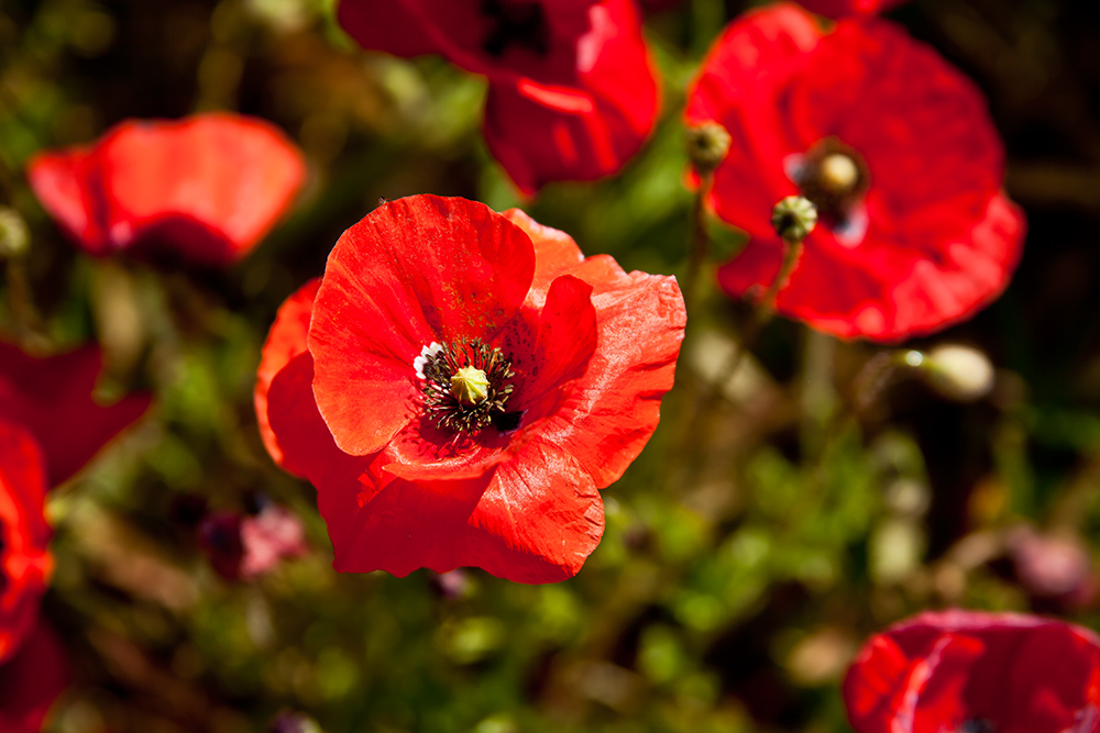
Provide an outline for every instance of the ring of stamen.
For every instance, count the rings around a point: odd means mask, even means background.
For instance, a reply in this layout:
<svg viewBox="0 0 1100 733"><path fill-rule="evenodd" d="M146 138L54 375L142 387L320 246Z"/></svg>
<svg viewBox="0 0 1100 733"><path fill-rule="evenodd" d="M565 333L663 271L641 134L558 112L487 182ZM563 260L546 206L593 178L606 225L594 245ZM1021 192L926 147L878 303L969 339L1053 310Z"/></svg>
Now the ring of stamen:
<svg viewBox="0 0 1100 733"><path fill-rule="evenodd" d="M415 362L424 411L440 430L475 433L503 414L514 386L512 362L481 338L432 343Z"/></svg>

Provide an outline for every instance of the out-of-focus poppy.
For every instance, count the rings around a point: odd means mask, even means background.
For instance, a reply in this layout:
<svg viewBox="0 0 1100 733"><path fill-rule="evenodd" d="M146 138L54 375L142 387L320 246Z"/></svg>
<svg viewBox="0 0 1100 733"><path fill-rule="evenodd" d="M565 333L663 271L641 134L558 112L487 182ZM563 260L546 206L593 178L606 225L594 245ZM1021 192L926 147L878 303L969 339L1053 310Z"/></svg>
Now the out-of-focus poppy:
<svg viewBox="0 0 1100 733"><path fill-rule="evenodd" d="M873 636L844 680L858 733L1100 730L1100 640L1015 613L922 613Z"/></svg>
<svg viewBox="0 0 1100 733"><path fill-rule="evenodd" d="M776 308L839 336L898 341L969 318L1020 257L1024 218L1000 190L980 92L887 21L748 13L711 49L686 121L732 136L708 204L749 234L718 273L733 296L776 278L772 207L800 193L821 218Z"/></svg>
<svg viewBox="0 0 1100 733"><path fill-rule="evenodd" d="M48 486L75 474L148 408L148 395L97 404L91 395L101 362L94 345L40 358L0 342L0 418L34 436L45 454Z"/></svg>
<svg viewBox="0 0 1100 733"><path fill-rule="evenodd" d="M657 120L634 0L342 0L338 16L364 48L485 76L485 141L525 193L616 173Z"/></svg>
<svg viewBox="0 0 1100 733"><path fill-rule="evenodd" d="M89 254L131 251L200 265L246 255L306 177L274 125L226 112L128 120L96 144L36 155L28 178Z"/></svg>
<svg viewBox="0 0 1100 733"><path fill-rule="evenodd" d="M65 649L40 622L15 656L0 663L0 731L38 733L69 676Z"/></svg>
<svg viewBox="0 0 1100 733"><path fill-rule="evenodd" d="M0 419L0 665L34 629L53 569L45 493L45 466L34 437Z"/></svg>
<svg viewBox="0 0 1100 733"><path fill-rule="evenodd" d="M279 313L265 442L317 487L339 570L561 580L657 426L684 321L673 278L585 259L522 212L400 199Z"/></svg>
<svg viewBox="0 0 1100 733"><path fill-rule="evenodd" d="M802 0L806 10L829 18L845 15L873 15L900 5L905 0Z"/></svg>

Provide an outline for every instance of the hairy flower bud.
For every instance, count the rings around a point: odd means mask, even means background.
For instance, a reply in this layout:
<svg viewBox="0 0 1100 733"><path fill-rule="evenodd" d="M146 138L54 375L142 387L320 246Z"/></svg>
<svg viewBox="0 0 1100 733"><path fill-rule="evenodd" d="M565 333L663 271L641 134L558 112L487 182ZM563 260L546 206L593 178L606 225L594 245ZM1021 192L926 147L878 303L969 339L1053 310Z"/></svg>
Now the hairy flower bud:
<svg viewBox="0 0 1100 733"><path fill-rule="evenodd" d="M959 402L974 402L993 389L993 365L970 346L936 346L925 354L920 368L933 389Z"/></svg>
<svg viewBox="0 0 1100 733"><path fill-rule="evenodd" d="M802 242L817 225L817 207L804 197L789 196L772 210L771 225L788 244Z"/></svg>
<svg viewBox="0 0 1100 733"><path fill-rule="evenodd" d="M688 127L688 157L700 174L713 173L726 159L732 138L717 122Z"/></svg>

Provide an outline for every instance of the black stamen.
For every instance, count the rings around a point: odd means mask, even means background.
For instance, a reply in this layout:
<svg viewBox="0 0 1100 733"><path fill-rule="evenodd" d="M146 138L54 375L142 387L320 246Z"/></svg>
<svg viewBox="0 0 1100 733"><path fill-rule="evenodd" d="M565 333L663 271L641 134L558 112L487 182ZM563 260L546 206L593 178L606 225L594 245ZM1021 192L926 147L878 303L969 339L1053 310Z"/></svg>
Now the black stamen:
<svg viewBox="0 0 1100 733"><path fill-rule="evenodd" d="M488 379L488 393L475 404L463 404L451 391L451 377L463 367L481 369ZM512 362L481 338L443 346L427 358L422 373L425 412L437 427L455 433L477 432L504 414L514 389L507 384L515 376Z"/></svg>

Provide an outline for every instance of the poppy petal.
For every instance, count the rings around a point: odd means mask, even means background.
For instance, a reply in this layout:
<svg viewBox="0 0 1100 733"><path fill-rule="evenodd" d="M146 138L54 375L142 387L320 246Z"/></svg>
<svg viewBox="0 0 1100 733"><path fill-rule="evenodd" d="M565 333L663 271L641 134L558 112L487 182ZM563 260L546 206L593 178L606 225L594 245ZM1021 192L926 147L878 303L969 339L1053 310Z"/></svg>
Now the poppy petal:
<svg viewBox="0 0 1100 733"><path fill-rule="evenodd" d="M606 487L641 453L660 421L688 322L683 296L675 278L628 275L605 255L576 262L562 241L568 235L512 216L531 235L539 259L543 248L550 255L540 274L569 274L593 288L596 349L541 434L575 456L597 487Z"/></svg>
<svg viewBox="0 0 1100 733"><path fill-rule="evenodd" d="M301 154L255 118L128 120L91 147L28 167L42 204L88 253L164 248L205 265L244 256L306 177Z"/></svg>
<svg viewBox="0 0 1100 733"><path fill-rule="evenodd" d="M530 237L464 199L399 199L344 232L309 330L314 393L340 449L385 447L414 418L421 348L492 342L534 273Z"/></svg>
<svg viewBox="0 0 1100 733"><path fill-rule="evenodd" d="M1000 191L1003 145L980 91L887 21L828 30L791 4L748 13L708 54L686 119L716 121L733 138L708 199L750 235L718 273L732 296L776 278L784 245L771 208L799 192L800 166L825 143L862 160L866 192L823 213L779 312L895 342L970 318L1019 262L1024 218Z"/></svg>
<svg viewBox="0 0 1100 733"><path fill-rule="evenodd" d="M45 453L50 486L79 470L150 406L148 395L96 403L101 363L98 346L38 358L0 342L0 414L34 435Z"/></svg>
<svg viewBox="0 0 1100 733"><path fill-rule="evenodd" d="M287 468L283 463L283 448L279 447L278 440L267 419L267 392L275 375L290 359L306 352L306 334L309 332L309 319L314 313L314 299L317 297L319 287L321 287L321 278L314 278L298 288L279 306L275 322L267 333L267 340L264 341L260 368L256 370L256 386L252 396L264 447L267 448L267 453L271 454L276 464L292 474L299 471ZM312 369L310 369L310 378L312 378Z"/></svg>
<svg viewBox="0 0 1100 733"><path fill-rule="evenodd" d="M318 507L340 571L404 577L476 566L518 582L572 577L603 534L600 493L575 460L536 442L492 477L324 485Z"/></svg>
<svg viewBox="0 0 1100 733"><path fill-rule="evenodd" d="M40 733L70 676L65 649L40 622L19 654L0 664L0 731Z"/></svg>
<svg viewBox="0 0 1100 733"><path fill-rule="evenodd" d="M45 470L31 434L0 420L0 664L34 628L53 558ZM7 730L7 729L4 729Z"/></svg>
<svg viewBox="0 0 1100 733"><path fill-rule="evenodd" d="M656 123L657 77L634 3L604 0L587 18L569 74L490 76L485 142L525 193L615 173Z"/></svg>

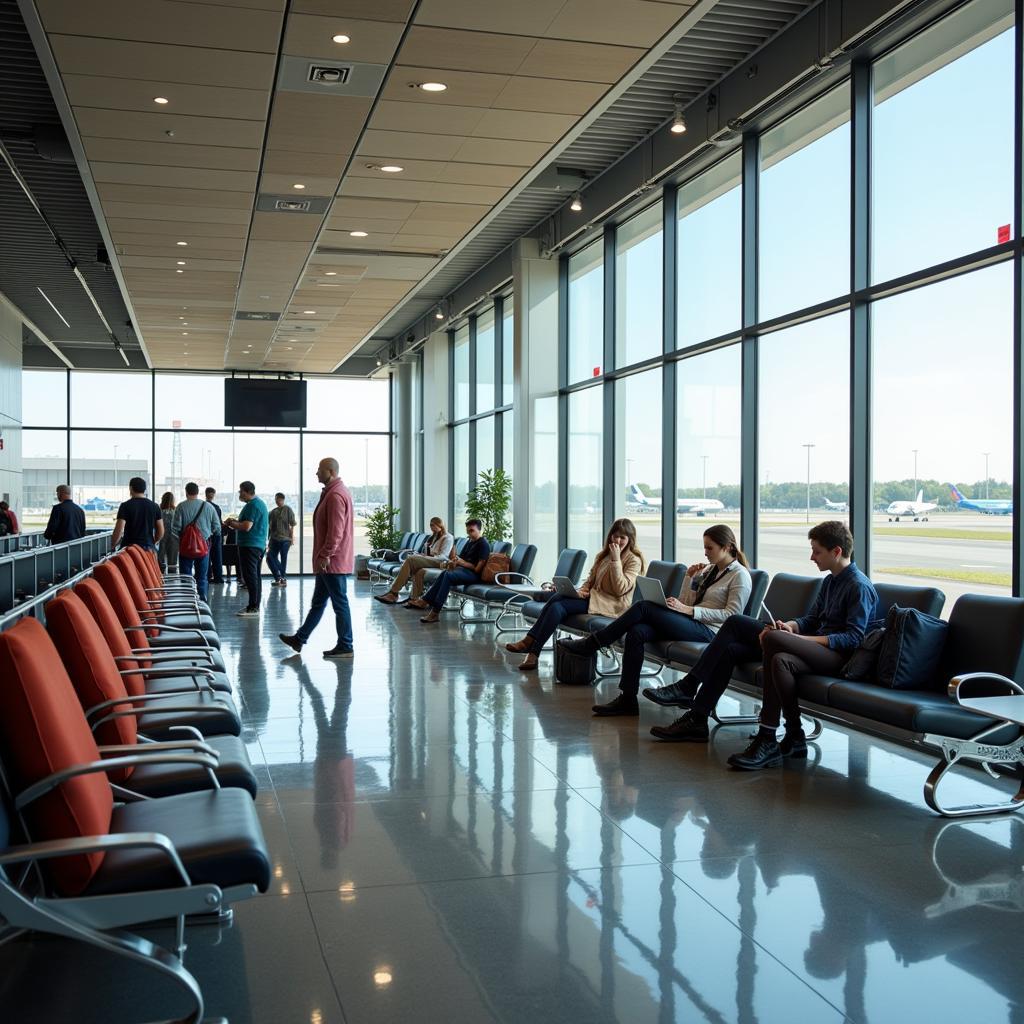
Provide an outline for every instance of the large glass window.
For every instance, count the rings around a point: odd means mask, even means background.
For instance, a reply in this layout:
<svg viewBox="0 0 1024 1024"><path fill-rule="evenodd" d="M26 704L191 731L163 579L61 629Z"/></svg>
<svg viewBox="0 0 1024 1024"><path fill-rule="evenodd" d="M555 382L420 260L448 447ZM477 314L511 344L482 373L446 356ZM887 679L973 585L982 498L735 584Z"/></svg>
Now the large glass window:
<svg viewBox="0 0 1024 1024"><path fill-rule="evenodd" d="M647 561L662 557L663 497L662 371L648 370L615 382L615 516L636 523Z"/></svg>
<svg viewBox="0 0 1024 1024"><path fill-rule="evenodd" d="M66 371L24 370L22 372L22 423L27 427L68 426L68 374Z"/></svg>
<svg viewBox="0 0 1024 1024"><path fill-rule="evenodd" d="M739 328L740 169L736 154L679 189L679 348Z"/></svg>
<svg viewBox="0 0 1024 1024"><path fill-rule="evenodd" d="M850 86L761 137L758 316L850 291Z"/></svg>
<svg viewBox="0 0 1024 1024"><path fill-rule="evenodd" d="M453 419L469 416L469 325L455 333L455 411Z"/></svg>
<svg viewBox="0 0 1024 1024"><path fill-rule="evenodd" d="M604 372L604 256L598 239L569 257L568 383Z"/></svg>
<svg viewBox="0 0 1024 1024"><path fill-rule="evenodd" d="M495 310L476 317L476 412L495 408Z"/></svg>
<svg viewBox="0 0 1024 1024"><path fill-rule="evenodd" d="M1013 9L968 4L876 62L872 280L1010 241Z"/></svg>
<svg viewBox="0 0 1024 1024"><path fill-rule="evenodd" d="M502 404L511 406L515 387L515 307L512 296L505 300L502 312Z"/></svg>
<svg viewBox="0 0 1024 1024"><path fill-rule="evenodd" d="M615 362L627 367L662 352L662 204L615 231Z"/></svg>
<svg viewBox="0 0 1024 1024"><path fill-rule="evenodd" d="M133 476L145 480L146 495L153 498L152 445L148 430L71 431L72 498L85 510L88 526L114 527Z"/></svg>
<svg viewBox="0 0 1024 1024"><path fill-rule="evenodd" d="M604 502L604 388L574 391L569 403L568 542L588 557L601 549Z"/></svg>
<svg viewBox="0 0 1024 1024"><path fill-rule="evenodd" d="M850 317L800 324L759 344L758 568L811 575L807 530L846 518Z"/></svg>
<svg viewBox="0 0 1024 1024"><path fill-rule="evenodd" d="M116 397L115 397L116 396ZM81 427L153 426L153 376L73 371L71 422Z"/></svg>
<svg viewBox="0 0 1024 1024"><path fill-rule="evenodd" d="M1006 594L1013 560L1013 268L871 310L871 575ZM965 343L969 347L965 347ZM955 488L955 489L954 489Z"/></svg>
<svg viewBox="0 0 1024 1024"><path fill-rule="evenodd" d="M712 522L739 537L739 346L683 359L676 375L676 555L692 564Z"/></svg>

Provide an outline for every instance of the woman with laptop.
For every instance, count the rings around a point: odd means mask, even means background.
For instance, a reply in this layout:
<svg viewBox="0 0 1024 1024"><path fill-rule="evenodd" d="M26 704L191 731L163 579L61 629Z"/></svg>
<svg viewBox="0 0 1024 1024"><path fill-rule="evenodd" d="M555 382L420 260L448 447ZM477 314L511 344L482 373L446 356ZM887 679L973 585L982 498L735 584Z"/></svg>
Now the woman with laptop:
<svg viewBox="0 0 1024 1024"><path fill-rule="evenodd" d="M525 654L520 672L537 669L537 655L555 630L569 615L621 615L633 600L637 577L647 562L637 548L637 528L631 519L616 519L608 530L604 547L594 559L587 582L579 589L562 588L547 597L547 607L530 631L506 650ZM634 698L635 699L635 698Z"/></svg>
<svg viewBox="0 0 1024 1024"><path fill-rule="evenodd" d="M703 546L708 560L686 570L679 597L666 598L659 594L660 600L637 601L603 630L582 640L562 641L569 650L592 653L626 637L618 696L608 703L594 705L595 715L640 714L637 691L646 644L654 640L709 643L730 615L739 614L746 607L751 573L736 535L730 527L716 523L705 530Z"/></svg>

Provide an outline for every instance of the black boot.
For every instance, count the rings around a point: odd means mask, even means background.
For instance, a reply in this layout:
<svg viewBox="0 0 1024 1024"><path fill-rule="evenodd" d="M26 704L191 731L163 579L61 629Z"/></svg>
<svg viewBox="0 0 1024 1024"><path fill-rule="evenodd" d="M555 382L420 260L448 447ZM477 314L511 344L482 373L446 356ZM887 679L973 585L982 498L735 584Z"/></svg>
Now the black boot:
<svg viewBox="0 0 1024 1024"><path fill-rule="evenodd" d="M773 732L759 732L751 745L742 754L733 754L729 764L743 771L761 771L762 768L777 768L782 763L782 752L775 741Z"/></svg>
<svg viewBox="0 0 1024 1024"><path fill-rule="evenodd" d="M699 712L688 711L685 715L677 718L672 725L655 725L651 727L650 734L656 739L672 739L676 742L707 743L708 742L708 716Z"/></svg>
<svg viewBox="0 0 1024 1024"><path fill-rule="evenodd" d="M594 705L591 711L599 718L607 718L611 715L636 718L640 714L640 705L633 693L620 693L617 697L609 700L606 705Z"/></svg>

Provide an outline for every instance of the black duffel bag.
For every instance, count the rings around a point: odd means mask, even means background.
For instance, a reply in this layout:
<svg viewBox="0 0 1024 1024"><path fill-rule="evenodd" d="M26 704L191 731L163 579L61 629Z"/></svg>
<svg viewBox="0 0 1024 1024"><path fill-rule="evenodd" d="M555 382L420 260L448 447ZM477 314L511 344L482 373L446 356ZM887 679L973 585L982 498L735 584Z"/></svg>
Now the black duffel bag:
<svg viewBox="0 0 1024 1024"><path fill-rule="evenodd" d="M597 654L577 654L555 644L555 680L566 686L593 686L597 681Z"/></svg>

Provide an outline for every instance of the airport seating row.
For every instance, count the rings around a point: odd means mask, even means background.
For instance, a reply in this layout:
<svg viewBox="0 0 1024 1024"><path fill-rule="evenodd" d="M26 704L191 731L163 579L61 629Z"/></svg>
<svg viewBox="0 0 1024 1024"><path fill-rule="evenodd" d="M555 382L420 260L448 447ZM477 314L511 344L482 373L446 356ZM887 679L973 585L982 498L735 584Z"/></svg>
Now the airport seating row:
<svg viewBox="0 0 1024 1024"><path fill-rule="evenodd" d="M195 581L109 556L0 618L0 919L152 967L201 1020L186 920L228 923L270 858ZM169 920L173 949L126 931Z"/></svg>

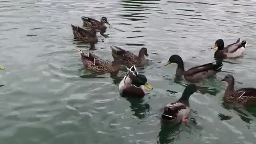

GIVEN INSTRUCTION:
Please count how many lines in the listing above contain the string "petal", and reply with only that number.

FINISHED EXERCISE:
2